EXTRAIT DU DOCUMENT:
━━━━━━━━━━━━━━━━━━━━

De 1965 à 1992, la Treize utilisa ses Mirage IIIE dans des missions air-air et air-sol : elle excella notamment dans l’interception à haute altitude avec moteur-fusée, avant d’inaugurer le Magic pour les missions de supériorité aérienne.
A l’époque de l’arrivée du Mirage IIIE dans l’Armée de l’Air, la Treize vole sur Mirage IIIC : les deux escadrons de l’escadre utilisent la première version du chasseur delta depuis à peine deux ans et demi. Il est néanmoins décidé de rééquiper les unités de Colmar avec la version tous-temps du Mirage, peut-être en raison de la proximité de la RDA et du débouché proche (250 km) de la trouée de « Fulda », particularité topographique réputée permettre une percée rapide des forces du Pacte de Varsovie.
En novembre 1964, des pilotes du 1/13 Artois et 2/13 Alpes se rendent au CEAM de Mont-de-Marsan, même si c’est le 2/13 le premier escadron à se voir officiellement doté du Mirage IIIE dans l’Armée de l’Air : des avions en livrée aluminium et d’une grande flèche bleu nuit et bleu ciel sur la dérive (symbole de la vocation tous-temps de la Treize, depuis sa création et le F-86K). La transformation de l’EC 2/13 continue à Mont-de-Marsan jusqu’au 1er avril 1965, jour d’un envol de 14 oiseaux vers la base de Colmar Meyenheim.
C’est le 29 avril 1965 que deux avions sont attribués au 1/13, et à la fin juillet, la Treize et ses deux escadrons sont dotés de 30 Mirage IIIE, ainsi que de trois Mirage IIIB. La base de Colmar héberge aussi des avions de la Trois, puisque les pilotes de Lahr viennent se transformer sur la BA 132. La nouvelle vocation basse altitude tous-temps de l’escadre implique la création en France de couloirs de navigation réservés à cette activité.
Dès la fin d’année 1965, l’escadre effectue des entraînements au tir du Matra 530, le missile air-air longue portée disponible à cette époque, en versions EM et IR. Mais à cette époque, les Mirage de Colmar ne semblent pas avoir une mission principale de DA, les pilotes s’entraînant indifféremment aux missions air-air et air-sol, avec le tir des engins guidés en service : Nord AS-20 et AS-30. Les Mirage IIIE de la Treize comptent alors parmi les meilleurs chasseurs du monde, avec un SNA polyvalent et les exercices ‘La Fayette’ franco-américains de 1966 et 1967 démontrent la valeur des Mirage tant dans les missions air-surface que dans les missions air-air.
L’apparition des premiers Mirage camouflés à Colmar date de 1969 : dans une première modalité, les avions portent leur code d’unité sur le milieu du fuselage, et conservent un drapeau de dérive tricolore, sur la gouverne de direction. Mais progressivement, le schéma de camouflage évolue vers l’abandon du drapeau de dérive, et la migration du code d’unité vers l’avant du fuselage. Ce nouveau mode de décoration semble complètement adopté dès 1974.

━━━━━━━━━━━━━━━━━━━━

ENTRÉES FOURNIES:

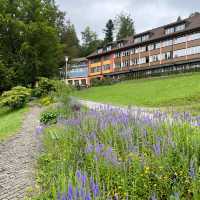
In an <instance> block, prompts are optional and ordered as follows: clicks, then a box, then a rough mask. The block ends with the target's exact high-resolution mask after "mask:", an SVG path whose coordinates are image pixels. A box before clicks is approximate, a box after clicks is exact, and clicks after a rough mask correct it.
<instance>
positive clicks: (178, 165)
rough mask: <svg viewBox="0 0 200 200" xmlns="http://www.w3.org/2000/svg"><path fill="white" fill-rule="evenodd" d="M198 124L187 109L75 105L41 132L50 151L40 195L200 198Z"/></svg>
mask: <svg viewBox="0 0 200 200" xmlns="http://www.w3.org/2000/svg"><path fill="white" fill-rule="evenodd" d="M101 110H102V109H101ZM199 125H200V118H199V117H192V116H190V115H189V114H188V113H184V114H179V113H174V115H173V116H171V117H170V118H169V117H168V116H167V114H165V113H161V112H155V113H153V114H152V115H145V114H144V113H142V112H141V111H137V114H136V113H135V112H134V113H131V112H130V113H127V112H123V111H120V110H113V109H110V108H109V107H107V108H106V109H105V110H104V111H101V112H99V111H96V110H87V109H84V110H82V109H80V108H79V107H78V106H76V107H73V112H72V113H71V115H70V117H67V118H65V117H63V116H60V117H58V119H57V124H56V125H55V124H54V125H51V126H49V127H47V128H46V129H44V127H43V126H41V127H39V128H38V130H37V131H38V134H42V135H41V137H43V140H44V153H43V154H42V155H41V157H40V159H39V161H38V175H37V182H38V184H39V187H37V188H38V191H37V193H38V194H39V195H38V196H37V197H35V198H34V199H58V200H61V199H62V200H63V199H69V200H70V199H71V200H72V199H73V200H74V199H81V200H82V199H84V200H85V199H87V200H90V199H99V200H104V199H105V200H108V199H151V200H156V199H157V200H158V199H162V200H163V199H164V200H165V199H171V200H178V199H195V200H197V199H200V188H199V184H200V159H199V158H200V135H199V133H200V130H199Z"/></svg>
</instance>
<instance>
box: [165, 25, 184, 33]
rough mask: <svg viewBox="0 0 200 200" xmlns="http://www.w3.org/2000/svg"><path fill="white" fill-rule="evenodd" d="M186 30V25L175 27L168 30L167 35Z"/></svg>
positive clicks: (177, 26) (168, 28)
mask: <svg viewBox="0 0 200 200" xmlns="http://www.w3.org/2000/svg"><path fill="white" fill-rule="evenodd" d="M184 29H185V24H181V25H177V26H174V27H170V28H166V29H165V34H166V35H168V34H171V33H174V32H178V31H182V30H184Z"/></svg>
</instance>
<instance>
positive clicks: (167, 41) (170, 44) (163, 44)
mask: <svg viewBox="0 0 200 200" xmlns="http://www.w3.org/2000/svg"><path fill="white" fill-rule="evenodd" d="M172 44H173V40H166V41H163V42H162V47H168V46H171V45H172Z"/></svg>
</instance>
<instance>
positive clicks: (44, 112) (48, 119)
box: [40, 111, 57, 125]
mask: <svg viewBox="0 0 200 200" xmlns="http://www.w3.org/2000/svg"><path fill="white" fill-rule="evenodd" d="M40 122H41V123H42V124H45V125H47V124H55V123H56V122H57V113H56V112H53V111H52V112H48V111H47V112H43V113H42V114H41V117H40Z"/></svg>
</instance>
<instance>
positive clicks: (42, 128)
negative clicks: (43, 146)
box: [36, 125, 44, 135]
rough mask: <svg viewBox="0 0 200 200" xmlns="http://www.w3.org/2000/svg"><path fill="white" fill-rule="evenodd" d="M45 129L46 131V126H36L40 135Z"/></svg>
mask: <svg viewBox="0 0 200 200" xmlns="http://www.w3.org/2000/svg"><path fill="white" fill-rule="evenodd" d="M43 131H44V126H42V125H40V126H38V127H36V133H37V134H38V135H39V134H41V133H43Z"/></svg>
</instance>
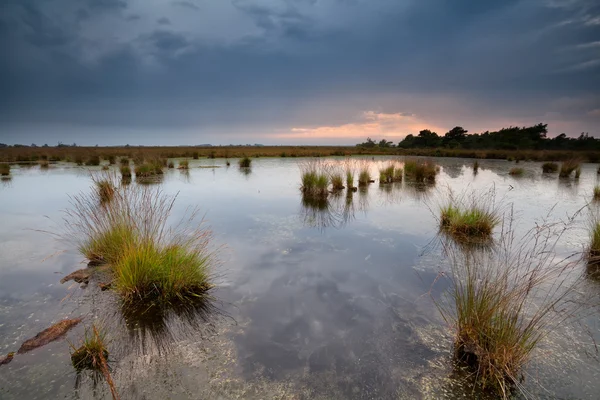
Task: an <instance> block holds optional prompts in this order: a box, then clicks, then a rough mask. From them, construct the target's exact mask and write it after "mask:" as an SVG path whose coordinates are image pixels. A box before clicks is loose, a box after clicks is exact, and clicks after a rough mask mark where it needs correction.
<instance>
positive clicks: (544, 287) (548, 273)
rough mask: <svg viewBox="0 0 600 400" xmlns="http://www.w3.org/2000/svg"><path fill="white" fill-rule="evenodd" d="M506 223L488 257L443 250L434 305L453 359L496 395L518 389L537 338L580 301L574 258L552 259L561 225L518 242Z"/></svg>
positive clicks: (561, 235)
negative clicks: (441, 267) (501, 231)
mask: <svg viewBox="0 0 600 400" xmlns="http://www.w3.org/2000/svg"><path fill="white" fill-rule="evenodd" d="M512 221H514V217H512V216H511V218H510V221H505V222H504V224H503V232H502V234H501V239H500V245H499V246H498V248H497V249H496V250H495V251H493V252H465V251H462V250H459V249H457V248H456V247H455V246H453V245H452V244H449V245H445V251H446V252H447V253H446V254H447V255H448V256H449V259H450V266H449V271H447V272H444V276H445V277H447V278H448V279H449V282H450V289H449V291H448V295H449V296H448V297H447V300H448V302H447V303H444V302H443V301H439V300H435V301H436V305H438V309H439V310H440V312H441V314H442V316H443V318H444V320H445V321H446V322H447V323H448V324H449V325H450V327H451V328H452V330H453V332H454V355H455V358H456V359H457V360H458V361H460V362H462V363H465V364H466V365H467V367H468V368H469V369H471V370H472V371H473V376H474V377H475V379H476V381H477V384H478V386H479V387H482V388H483V389H484V390H485V391H488V392H491V393H492V394H493V395H494V396H496V397H500V398H509V397H512V393H513V392H514V390H515V389H518V388H519V385H520V380H521V373H522V371H523V367H524V365H525V364H526V363H527V362H528V361H529V360H530V358H531V357H532V355H533V354H534V353H533V352H534V350H535V349H536V348H537V347H538V346H539V344H540V343H541V341H542V340H543V339H544V338H545V337H546V336H547V335H548V334H549V333H550V332H552V331H554V330H556V329H557V328H559V327H561V326H562V325H564V324H565V323H566V322H567V321H569V320H570V319H571V318H573V319H574V318H575V317H576V316H577V315H578V313H579V312H580V311H581V308H582V307H585V304H586V302H580V301H574V296H576V294H577V293H578V292H579V290H578V289H577V287H578V285H579V284H580V282H581V276H582V275H581V273H579V272H578V271H577V268H575V267H576V266H577V265H578V261H579V258H577V257H576V255H575V254H574V255H572V256H570V257H569V256H567V257H564V256H558V255H557V251H556V246H557V243H559V240H560V238H561V237H562V236H563V235H564V233H565V232H566V230H567V229H568V228H567V227H565V224H563V223H560V224H554V223H547V222H543V223H540V224H539V225H537V226H536V227H535V228H534V229H532V230H531V231H528V232H526V234H525V235H523V237H518V238H517V237H516V235H515V233H514V227H513V222H512ZM571 222H572V220H571Z"/></svg>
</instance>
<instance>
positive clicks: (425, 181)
mask: <svg viewBox="0 0 600 400" xmlns="http://www.w3.org/2000/svg"><path fill="white" fill-rule="evenodd" d="M439 172H440V167H438V166H437V165H436V164H435V163H433V162H432V161H429V160H423V159H412V158H409V159H407V160H406V161H405V162H404V176H405V177H406V179H410V180H412V181H415V182H419V183H433V182H435V177H436V175H437V174H438V173H439Z"/></svg>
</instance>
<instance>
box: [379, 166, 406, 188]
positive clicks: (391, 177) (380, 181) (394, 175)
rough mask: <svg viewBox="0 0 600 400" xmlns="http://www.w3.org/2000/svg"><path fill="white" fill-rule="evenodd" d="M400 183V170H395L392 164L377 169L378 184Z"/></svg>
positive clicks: (395, 167)
mask: <svg viewBox="0 0 600 400" xmlns="http://www.w3.org/2000/svg"><path fill="white" fill-rule="evenodd" d="M398 181H402V168H397V167H396V166H395V165H394V164H393V163H390V164H388V166H386V167H383V168H380V169H379V183H392V182H398Z"/></svg>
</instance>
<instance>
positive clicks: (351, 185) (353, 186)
mask: <svg viewBox="0 0 600 400" xmlns="http://www.w3.org/2000/svg"><path fill="white" fill-rule="evenodd" d="M346 187H347V188H348V189H351V188H353V187H354V171H352V170H351V169H350V168H347V169H346Z"/></svg>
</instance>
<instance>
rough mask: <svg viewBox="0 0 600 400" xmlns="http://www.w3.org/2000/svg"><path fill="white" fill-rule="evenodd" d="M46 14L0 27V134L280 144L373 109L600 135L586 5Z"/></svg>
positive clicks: (431, 4) (571, 4)
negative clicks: (437, 103)
mask: <svg viewBox="0 0 600 400" xmlns="http://www.w3.org/2000/svg"><path fill="white" fill-rule="evenodd" d="M54 3H55V5H54V9H60V10H63V11H64V13H63V15H61V14H60V13H56V12H53V10H52V9H49V8H48V7H47V5H46V4H45V2H41V1H38V2H35V1H28V2H12V3H11V4H10V6H9V7H8V12H7V13H4V14H3V15H2V16H1V17H0V32H2V37H1V39H0V43H1V44H2V46H3V48H4V49H5V51H4V53H6V54H8V55H9V56H10V57H3V59H2V61H0V72H1V76H0V84H2V87H3V88H5V89H4V90H2V91H1V92H0V102H1V104H2V105H3V107H2V110H0V122H2V121H3V122H4V123H5V124H10V125H11V126H14V125H18V124H25V123H36V124H43V123H45V122H48V123H64V124H69V123H72V124H78V125H81V126H86V125H98V126H102V125H104V126H115V127H118V126H127V127H140V128H143V127H156V126H164V127H192V126H193V127H209V128H211V129H212V128H215V127H224V128H225V127H239V126H245V127H246V128H247V127H249V126H257V127H261V129H282V128H289V127H292V126H296V125H309V126H317V125H336V124H343V123H346V122H349V121H350V120H351V119H352V118H355V115H357V113H360V112H364V111H367V110H374V109H376V110H378V111H379V112H386V113H398V112H403V113H407V114H411V113H416V114H418V115H421V116H424V117H425V119H426V120H430V121H432V123H433V122H438V123H439V124H450V123H451V122H447V120H448V117H447V111H446V110H445V109H446V108H451V107H446V106H445V105H443V104H441V103H440V104H439V105H438V106H437V107H436V106H434V105H432V104H433V103H434V102H431V101H427V99H432V98H436V99H437V98H444V99H450V100H449V101H450V103H449V104H450V105H452V102H451V101H452V99H455V102H456V103H458V102H461V101H464V102H466V103H465V104H466V105H468V106H465V107H463V109H462V110H459V111H460V114H458V115H457V116H456V119H457V120H458V121H456V122H455V123H457V124H459V123H462V122H461V121H467V122H468V121H477V118H480V119H483V118H488V117H489V118H492V117H494V118H496V119H498V120H500V119H502V118H503V120H505V121H507V124H510V123H511V119H512V120H514V121H515V123H516V122H520V121H531V123H536V122H539V121H540V120H543V118H547V119H548V118H550V119H555V120H556V121H563V122H565V124H566V125H565V126H567V127H568V126H572V129H574V130H576V129H585V130H588V131H590V133H592V134H599V133H600V132H599V131H598V130H597V126H598V120H599V117H598V115H600V112H599V111H596V110H598V109H600V98H599V95H598V93H600V46H598V44H597V43H598V42H599V41H600V4H596V2H595V1H587V0H572V1H552V2H551V1H548V2H546V3H544V2H541V1H537V0H535V1H534V0H531V1H527V0H509V1H478V2H472V1H468V0H459V1H452V2H448V1H443V0H420V1H417V0H411V1H395V0H394V1H393V0H380V1H360V0H355V1H341V0H337V1H335V0H331V1H323V2H315V1H309V0H304V1H301V0H298V1H292V0H288V1H255V0H233V1H231V2H224V1H223V2H217V1H215V2H208V1H206V2H203V3H202V11H201V12H192V13H190V12H189V11H191V10H194V11H200V7H199V6H198V5H197V4H196V3H194V2H190V1H175V2H171V3H168V4H167V5H169V7H168V8H164V7H162V6H160V7H159V6H156V5H152V4H151V3H150V2H149V3H148V4H147V6H145V8H144V9H141V8H139V7H138V8H135V7H134V5H133V3H126V2H124V1H115V0H101V1H91V0H88V1H86V2H83V3H82V2H76V1H70V0H55V1H54ZM60 4H63V6H62V7H59V5H60ZM125 11H127V13H128V14H129V15H134V16H137V15H140V14H143V15H153V16H154V18H152V19H151V20H152V21H155V26H153V27H152V26H145V25H137V23H138V21H139V20H138V19H135V20H132V19H131V17H127V16H125V15H124V12H125ZM101 18H103V19H101ZM107 18H112V19H111V20H110V21H112V22H110V23H109V22H108V21H109V20H107ZM186 18H194V19H193V20H192V21H191V22H190V20H189V19H186ZM215 18H221V19H222V23H219V22H216V23H215V24H214V25H211V26H210V29H208V28H207V29H206V30H202V27H203V26H204V25H206V24H207V23H210V22H212V20H213V19H215ZM230 20H231V21H234V20H235V23H233V22H232V23H228V22H229V21H230ZM168 23H170V24H168ZM114 26H118V27H119V29H118V30H115V29H114ZM459 111H457V113H458V112H459ZM480 122H481V121H480ZM482 124H483V122H481V124H480V125H482ZM569 124H571V125H569ZM551 127H552V124H551ZM490 128H495V127H494V126H493V127H490ZM568 133H571V134H578V133H579V132H578V131H574V132H568ZM130 141H131V142H133V140H130Z"/></svg>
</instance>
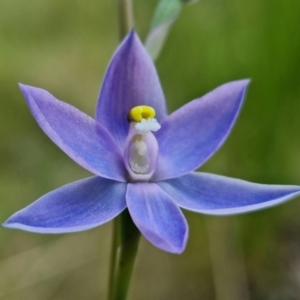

━━━━━━━━━━━━━━━━━━━━

À COMPLÉTER:
1: Recopiez fidèlement le passage de l'extrait sur les Mirage IIIE de la Treize qui commence aux mots "De 1965 à 1992, la" et s'arrête après les mots "Pacte de Varsovie.".
2: D'après l'extrait sur les Mirage IIIE de la Treize, les affirmations suivantes sont-elles exactes ? Répondez par oui ou par non et citez mot pour mot les termes qui tranchent.
(a) Le 2/13 fut le premier escadron officiellement doté du Mirage IIIE dans l'Armée de l'Air.
(b) À la fin juillet 1965, la Treize disposait de trente Mirage IIIB.
(c) Le 1er avril 1965, trente avions s'envolèrent vers la base de Colmar Meyenheim.

RÉPONSES RÉDIGÉES:
1:
De 1965 à 1992, la Treize utilisa ses Mirage IIIE dans des missions air-air et air-sol : elle excella notamment dans l’interception à haute altitude avec moteur-fusée, avant d’inaugurer le Magic pour les missions de supériorité aérienne.
A l’époque de l’arrivée du Mirage IIIE dans l’Armée de l’Air, la Treize vole sur Mirage IIIC : les deux escadrons de l’escadre utilisent la première version du chasseur delta depuis à peine deux ans et demi. Il est néanmoins décidé de rééquiper les unités de Colmar avec la version tous-temps du Mirage, peut-être en raison de la proximité de la RDA et du débouché proche (250 km) de la trouée de « Fulda », particularité topographique réputée permettre une percée rapide des forces du Pacte de Varsovie.

2:
(a) Oui : « c’est le 2/13 le premier escadron à se voir officiellement doté du Mirage IIIE dans l’Armée de l’Air ».
(b) Non : « sont dotés de 30 Mirage IIIE, ainsi que de trois Mirage IIIB ».
(c) Non : « jour d’un envol de 14 oiseaux vers la base de Colmar Meyenheim ».